SUPPLIED DATA

== == ==

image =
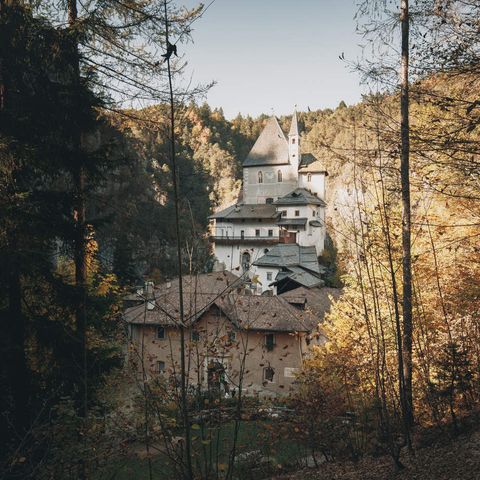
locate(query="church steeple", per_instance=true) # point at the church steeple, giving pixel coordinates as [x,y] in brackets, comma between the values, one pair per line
[294,143]
[294,126]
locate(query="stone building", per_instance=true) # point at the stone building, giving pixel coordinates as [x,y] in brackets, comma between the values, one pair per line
[283,204]
[233,340]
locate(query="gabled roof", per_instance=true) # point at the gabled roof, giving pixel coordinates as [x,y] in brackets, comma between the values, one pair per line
[317,300]
[218,289]
[286,222]
[300,276]
[266,313]
[300,196]
[294,124]
[271,147]
[261,210]
[310,164]
[290,255]
[199,291]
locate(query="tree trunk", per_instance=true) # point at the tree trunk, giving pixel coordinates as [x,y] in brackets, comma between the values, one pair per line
[406,220]
[80,243]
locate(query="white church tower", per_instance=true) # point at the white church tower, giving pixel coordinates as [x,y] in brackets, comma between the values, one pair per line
[276,232]
[294,143]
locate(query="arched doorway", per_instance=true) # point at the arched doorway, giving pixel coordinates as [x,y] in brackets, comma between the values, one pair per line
[246,258]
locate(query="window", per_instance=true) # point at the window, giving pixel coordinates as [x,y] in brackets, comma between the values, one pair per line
[269,341]
[161,333]
[245,261]
[268,374]
[194,336]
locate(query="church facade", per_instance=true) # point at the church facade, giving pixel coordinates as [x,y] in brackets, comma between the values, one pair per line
[275,234]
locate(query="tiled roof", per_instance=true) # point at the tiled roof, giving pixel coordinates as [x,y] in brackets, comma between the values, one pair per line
[300,196]
[266,313]
[248,312]
[294,124]
[271,147]
[300,276]
[292,221]
[290,255]
[317,300]
[310,164]
[261,210]
[199,291]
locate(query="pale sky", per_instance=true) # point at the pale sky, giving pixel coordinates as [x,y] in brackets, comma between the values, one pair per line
[273,54]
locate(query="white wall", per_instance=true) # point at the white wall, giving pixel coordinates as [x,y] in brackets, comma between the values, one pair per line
[234,229]
[254,192]
[262,273]
[231,255]
[310,236]
[316,185]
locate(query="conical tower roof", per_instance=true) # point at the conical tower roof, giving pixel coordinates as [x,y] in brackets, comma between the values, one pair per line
[271,147]
[294,125]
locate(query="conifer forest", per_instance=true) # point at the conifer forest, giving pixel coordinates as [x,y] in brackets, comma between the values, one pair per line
[187,294]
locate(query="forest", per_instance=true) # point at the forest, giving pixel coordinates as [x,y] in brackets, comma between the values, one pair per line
[100,197]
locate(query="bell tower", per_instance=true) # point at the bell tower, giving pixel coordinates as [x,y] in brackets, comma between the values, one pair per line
[294,144]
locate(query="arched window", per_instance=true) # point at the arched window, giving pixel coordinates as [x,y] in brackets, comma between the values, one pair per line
[245,261]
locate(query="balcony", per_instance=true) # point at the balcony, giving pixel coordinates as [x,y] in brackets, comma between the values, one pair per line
[257,239]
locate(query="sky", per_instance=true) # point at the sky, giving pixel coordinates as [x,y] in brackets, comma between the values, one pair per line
[270,55]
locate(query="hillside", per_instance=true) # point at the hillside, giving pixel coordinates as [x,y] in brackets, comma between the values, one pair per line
[442,459]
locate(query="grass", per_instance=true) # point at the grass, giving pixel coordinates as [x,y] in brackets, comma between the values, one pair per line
[212,446]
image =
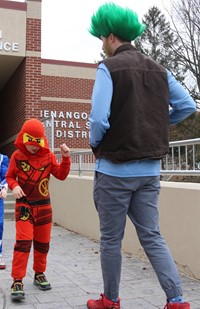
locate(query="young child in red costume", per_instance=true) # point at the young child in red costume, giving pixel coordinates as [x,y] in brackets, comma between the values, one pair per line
[28,177]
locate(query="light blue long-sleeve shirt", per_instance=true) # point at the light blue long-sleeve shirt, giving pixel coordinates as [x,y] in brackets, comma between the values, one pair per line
[181,105]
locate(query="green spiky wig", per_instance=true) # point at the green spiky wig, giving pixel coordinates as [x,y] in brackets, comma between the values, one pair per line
[122,22]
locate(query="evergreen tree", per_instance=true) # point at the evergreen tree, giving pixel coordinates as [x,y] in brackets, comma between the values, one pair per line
[157,42]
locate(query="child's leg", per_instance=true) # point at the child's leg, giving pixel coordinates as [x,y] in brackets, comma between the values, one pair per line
[1,223]
[24,237]
[42,232]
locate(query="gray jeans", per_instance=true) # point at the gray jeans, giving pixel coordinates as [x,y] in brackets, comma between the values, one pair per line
[137,197]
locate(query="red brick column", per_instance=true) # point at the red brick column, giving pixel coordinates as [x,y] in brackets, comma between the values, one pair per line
[33,59]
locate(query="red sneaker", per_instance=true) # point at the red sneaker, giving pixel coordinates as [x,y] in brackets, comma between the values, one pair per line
[177,306]
[102,303]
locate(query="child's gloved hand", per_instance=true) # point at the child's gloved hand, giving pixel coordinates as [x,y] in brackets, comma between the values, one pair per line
[65,151]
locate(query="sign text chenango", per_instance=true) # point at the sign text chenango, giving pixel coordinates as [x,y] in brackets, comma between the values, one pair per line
[68,124]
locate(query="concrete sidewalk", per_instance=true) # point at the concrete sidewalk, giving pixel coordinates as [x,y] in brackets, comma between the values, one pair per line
[75,275]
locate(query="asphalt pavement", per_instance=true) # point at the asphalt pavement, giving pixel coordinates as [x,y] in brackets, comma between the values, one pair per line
[75,275]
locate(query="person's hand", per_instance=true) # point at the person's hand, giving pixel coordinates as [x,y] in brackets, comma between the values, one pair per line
[3,193]
[65,151]
[18,192]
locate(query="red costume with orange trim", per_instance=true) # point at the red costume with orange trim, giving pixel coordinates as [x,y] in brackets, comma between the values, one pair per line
[33,212]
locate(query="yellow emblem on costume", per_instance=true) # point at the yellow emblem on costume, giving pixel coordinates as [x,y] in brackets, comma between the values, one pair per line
[25,166]
[28,138]
[43,187]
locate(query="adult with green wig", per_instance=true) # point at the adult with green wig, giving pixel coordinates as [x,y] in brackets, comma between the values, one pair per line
[134,100]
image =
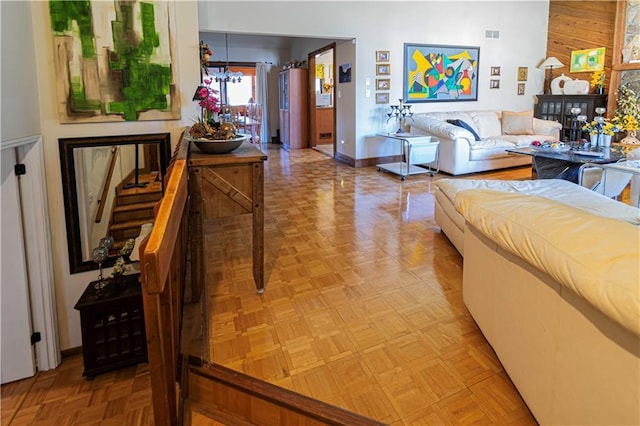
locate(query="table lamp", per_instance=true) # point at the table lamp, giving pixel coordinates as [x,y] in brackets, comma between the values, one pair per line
[549,64]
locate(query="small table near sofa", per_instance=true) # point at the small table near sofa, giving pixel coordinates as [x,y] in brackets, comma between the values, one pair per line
[426,150]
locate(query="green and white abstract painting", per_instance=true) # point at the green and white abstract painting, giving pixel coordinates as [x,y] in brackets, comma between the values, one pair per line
[114,60]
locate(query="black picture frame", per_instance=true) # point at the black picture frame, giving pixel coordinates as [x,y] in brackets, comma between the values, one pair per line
[440,73]
[160,143]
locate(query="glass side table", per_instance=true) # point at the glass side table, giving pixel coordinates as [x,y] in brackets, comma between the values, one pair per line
[416,149]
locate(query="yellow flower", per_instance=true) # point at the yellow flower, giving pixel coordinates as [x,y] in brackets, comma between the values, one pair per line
[628,112]
[597,79]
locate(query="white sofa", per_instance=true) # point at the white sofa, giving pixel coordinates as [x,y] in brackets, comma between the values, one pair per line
[556,291]
[461,153]
[452,223]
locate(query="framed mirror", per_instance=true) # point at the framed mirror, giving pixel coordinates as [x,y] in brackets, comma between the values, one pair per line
[110,187]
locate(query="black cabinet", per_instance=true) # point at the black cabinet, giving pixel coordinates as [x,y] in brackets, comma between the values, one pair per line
[558,108]
[113,334]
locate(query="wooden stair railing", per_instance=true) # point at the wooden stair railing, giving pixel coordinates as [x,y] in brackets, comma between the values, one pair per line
[107,184]
[163,271]
[231,397]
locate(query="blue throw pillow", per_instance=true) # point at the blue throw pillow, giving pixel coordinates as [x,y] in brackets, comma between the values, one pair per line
[464,125]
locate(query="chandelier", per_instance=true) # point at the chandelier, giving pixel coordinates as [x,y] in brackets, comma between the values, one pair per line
[226,75]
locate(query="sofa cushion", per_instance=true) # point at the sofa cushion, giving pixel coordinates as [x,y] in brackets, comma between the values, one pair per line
[464,125]
[487,123]
[517,123]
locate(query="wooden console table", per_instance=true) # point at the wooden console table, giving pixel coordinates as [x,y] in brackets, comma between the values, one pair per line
[223,185]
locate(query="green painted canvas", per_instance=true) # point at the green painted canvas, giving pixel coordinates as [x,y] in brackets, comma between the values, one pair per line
[113,61]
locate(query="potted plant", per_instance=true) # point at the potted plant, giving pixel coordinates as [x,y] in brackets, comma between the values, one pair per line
[627,114]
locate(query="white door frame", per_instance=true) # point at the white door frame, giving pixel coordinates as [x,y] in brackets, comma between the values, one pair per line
[37,239]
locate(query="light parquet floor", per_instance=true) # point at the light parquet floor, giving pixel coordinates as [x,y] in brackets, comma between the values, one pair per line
[362,309]
[363,306]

== == ==

PROBLEM
Take the line with "the white door" and all lines after it through the end of the records, and write them out exactly; include nothing else.

ANSWER
locate(query="white door frame", per_instance=true) # point at the white door frame, giving pixel coordinates as [x,y] in brackets, comma between the values, one pair per line
[37,239]
locate(query="light parquet floor", per_instance=true) # point at the light parquet floor, giving pixel coordinates as [x,y] in brackets, comma between the values, one pair per line
[362,309]
[363,306]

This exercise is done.